Write the material out again exactly as it stands.

[Part of a data file]
################

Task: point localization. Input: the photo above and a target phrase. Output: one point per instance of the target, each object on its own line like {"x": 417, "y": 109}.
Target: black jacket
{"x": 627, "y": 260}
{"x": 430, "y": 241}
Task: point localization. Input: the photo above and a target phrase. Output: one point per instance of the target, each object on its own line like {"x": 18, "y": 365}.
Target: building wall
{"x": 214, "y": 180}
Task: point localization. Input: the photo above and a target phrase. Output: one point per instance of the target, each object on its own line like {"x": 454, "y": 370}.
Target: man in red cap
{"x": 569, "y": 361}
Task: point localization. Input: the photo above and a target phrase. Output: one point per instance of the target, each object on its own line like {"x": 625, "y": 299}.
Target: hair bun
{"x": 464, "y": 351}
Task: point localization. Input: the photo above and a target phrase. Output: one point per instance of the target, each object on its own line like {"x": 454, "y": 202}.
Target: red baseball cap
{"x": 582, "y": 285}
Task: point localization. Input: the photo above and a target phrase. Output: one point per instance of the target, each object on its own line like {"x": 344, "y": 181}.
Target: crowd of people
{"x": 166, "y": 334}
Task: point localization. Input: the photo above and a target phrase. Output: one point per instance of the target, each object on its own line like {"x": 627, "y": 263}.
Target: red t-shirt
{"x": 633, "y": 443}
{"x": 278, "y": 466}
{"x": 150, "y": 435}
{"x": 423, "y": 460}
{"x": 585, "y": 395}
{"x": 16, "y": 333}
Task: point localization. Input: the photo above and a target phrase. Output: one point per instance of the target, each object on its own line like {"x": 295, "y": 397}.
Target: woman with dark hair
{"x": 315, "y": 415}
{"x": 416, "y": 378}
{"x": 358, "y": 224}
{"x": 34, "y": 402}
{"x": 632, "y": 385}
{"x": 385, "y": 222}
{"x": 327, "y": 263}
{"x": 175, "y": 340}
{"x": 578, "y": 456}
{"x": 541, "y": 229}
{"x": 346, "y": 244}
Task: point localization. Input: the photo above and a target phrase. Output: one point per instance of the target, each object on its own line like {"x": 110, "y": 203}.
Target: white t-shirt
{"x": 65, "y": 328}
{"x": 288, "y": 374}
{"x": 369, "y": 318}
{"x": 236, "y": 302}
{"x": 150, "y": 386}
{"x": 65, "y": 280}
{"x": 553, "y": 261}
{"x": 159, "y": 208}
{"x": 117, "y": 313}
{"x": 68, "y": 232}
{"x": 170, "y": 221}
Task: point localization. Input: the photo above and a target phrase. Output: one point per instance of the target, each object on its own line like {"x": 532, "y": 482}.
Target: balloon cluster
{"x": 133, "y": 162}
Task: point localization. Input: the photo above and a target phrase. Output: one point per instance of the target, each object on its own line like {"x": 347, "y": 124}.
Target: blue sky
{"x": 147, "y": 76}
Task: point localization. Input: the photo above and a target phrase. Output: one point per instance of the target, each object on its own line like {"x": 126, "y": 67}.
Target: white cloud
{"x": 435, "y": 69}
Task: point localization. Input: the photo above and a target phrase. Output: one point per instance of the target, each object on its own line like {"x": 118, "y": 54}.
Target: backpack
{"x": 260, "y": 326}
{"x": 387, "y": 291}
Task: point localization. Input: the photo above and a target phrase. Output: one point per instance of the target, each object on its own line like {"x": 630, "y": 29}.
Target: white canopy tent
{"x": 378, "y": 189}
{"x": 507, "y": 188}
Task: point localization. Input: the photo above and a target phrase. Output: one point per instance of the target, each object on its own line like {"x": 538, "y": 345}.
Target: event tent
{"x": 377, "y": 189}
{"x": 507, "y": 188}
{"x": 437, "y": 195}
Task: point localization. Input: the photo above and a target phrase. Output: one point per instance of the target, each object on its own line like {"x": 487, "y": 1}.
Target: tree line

################

> Reply to the exercise:
Task: point localization. Input: the photo above and a target phrase. Output: one point per instance of the target, each object on its own line like {"x": 417, "y": 109}.
Target: black jacket
{"x": 627, "y": 260}
{"x": 430, "y": 241}
Task: point localization. Input: the photo above and a target phrase. Output: one point per instance of the target, each object on its own line like {"x": 18, "y": 365}.
Target: building wall
{"x": 214, "y": 180}
Task: point localization. Input: the photo above and a target phrase. Output: one point per instance of the target, each object on its own line like {"x": 454, "y": 370}.
Target: man in red cap
{"x": 569, "y": 361}
Task: point localization. Input: the photo above and a target phrase. Output: one point per instance of the target, each object on its own line like {"x": 625, "y": 299}.
Target: hair bun
{"x": 464, "y": 351}
Task: point localization. Input: the photo above and a target phrase. Output: one point per instance of the target, each object on its own line like {"x": 454, "y": 202}.
Target: red baseball cap
{"x": 582, "y": 285}
Task: point localization. Input: the photo above and a target phrase. Output: one point per instance of the target, each object on its own line like {"x": 344, "y": 181}.
Target: crowd of people
{"x": 166, "y": 334}
Task: point localization. Input: the photo above and a target phrase. Output: one point per instance of the target, each object on its own line like {"x": 627, "y": 263}.
Target: red t-shirt
{"x": 633, "y": 443}
{"x": 278, "y": 466}
{"x": 150, "y": 435}
{"x": 423, "y": 460}
{"x": 585, "y": 395}
{"x": 16, "y": 333}
Task: point localization. Input: the photo above and a target phrase. Output: one point per instance of the target, each object on its own line like {"x": 295, "y": 397}.
Target: woman with dark hair
{"x": 315, "y": 415}
{"x": 416, "y": 378}
{"x": 358, "y": 224}
{"x": 34, "y": 402}
{"x": 632, "y": 385}
{"x": 385, "y": 222}
{"x": 327, "y": 263}
{"x": 175, "y": 340}
{"x": 578, "y": 456}
{"x": 541, "y": 229}
{"x": 346, "y": 244}
Task: point localization. Input: the photo above and a target phrase. Output: one point per instance of the target, each object on its own line like {"x": 110, "y": 203}.
Target: white t-shirt
{"x": 65, "y": 328}
{"x": 288, "y": 374}
{"x": 369, "y": 318}
{"x": 236, "y": 302}
{"x": 150, "y": 386}
{"x": 65, "y": 280}
{"x": 553, "y": 261}
{"x": 159, "y": 208}
{"x": 117, "y": 313}
{"x": 68, "y": 232}
{"x": 170, "y": 221}
Task: point localization. Input: the photo above and a target phrase. Output: one point per instance of the target, each object on its own line like {"x": 532, "y": 482}.
Target: balloon cluster
{"x": 133, "y": 162}
Task: point localization. Input: the photo above and a target phrase. Output: one point per instance of the target, each object on its own line like {"x": 347, "y": 124}.
Target: blue sky
{"x": 147, "y": 76}
Task: point localization. Input: the photo above and a target phrase. Output: one point per instance of the target, each object on its own line like {"x": 126, "y": 67}.
Target: white cloud
{"x": 435, "y": 69}
Task: point localization. Input: the photo above and a target phrase. Output: one point per instance of the target, each object on its own line like {"x": 118, "y": 54}.
Target: backpack
{"x": 260, "y": 326}
{"x": 387, "y": 291}
Task: point localization. Input: the photo above and a target phrase. Output: one point per instance of the target, each object on its own line like {"x": 630, "y": 29}.
Target: white canopy tent
{"x": 378, "y": 189}
{"x": 507, "y": 188}
Task: point localization. Input: the photo above and a target phrase. Output: one point per instance of the target, each object on its own line like {"x": 538, "y": 345}.
Target: event tent
{"x": 377, "y": 189}
{"x": 507, "y": 188}
{"x": 437, "y": 195}
Task: point localization. Input: the photo above and a target phrase. Output: one point per instance of the target, each object on its own line like {"x": 487, "y": 1}.
Target: tree line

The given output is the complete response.